═══ Source passage
Other Comments: I am Miss Marple and a contributor at this site, I have met many victims here at this site and I wanted to create an thread for those who are interested to find out how you recognize African male scammers. I met an scammer while ago, and he came from Nigeria and he tried to scam me, that’s why I created this thread so you can save some time and hopefully your Money by reading this general information I have written here.
I have made studies of African scammers in general and collected some stuff. I will represent here some basic information and some good advices what you can think about when you are out on the dating sites and online, which are the best ways to avoid scammers and learn how to spot them.
Are you an woman and have met the most wonderful, good looking and to good to be true man on the internet? He is also very smart, well educated, working probably as an constructor or engineer and travels a lot in his job, He tells you that he is an widower and has raised his child all alone, and he is now looking for true love. He falls in love very quickly and wants to marry you and wants to meet you soon. Suddenly he must travel to Africa. To Nigeria, Ghana, Ivory coast or another west African country for work and he will come back soon to meet you soon as possible. During his visit he gets in lot of trouble, he gets sick or have accidents. And he suddenly needs money, his credit card is not good enough or he’s has trouble to get his money from his account. Then he begins to ask for money.
══════
═══ Data excerpt
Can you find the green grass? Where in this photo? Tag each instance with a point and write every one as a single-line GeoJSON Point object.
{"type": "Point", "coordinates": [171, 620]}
══════
- _Task directions_
Answer these questions using the passage on spotting online scammers:
(a) What country did the scammer the writer met come from?
(b) What does the man described in the passage say about his family situation?
(c) What two lines of work is he said to probably have?

- _Response to the task_
(a) Nigeria.
(b) He says he is a widower who has raised his child all alone.
(c) Constructor or engineer.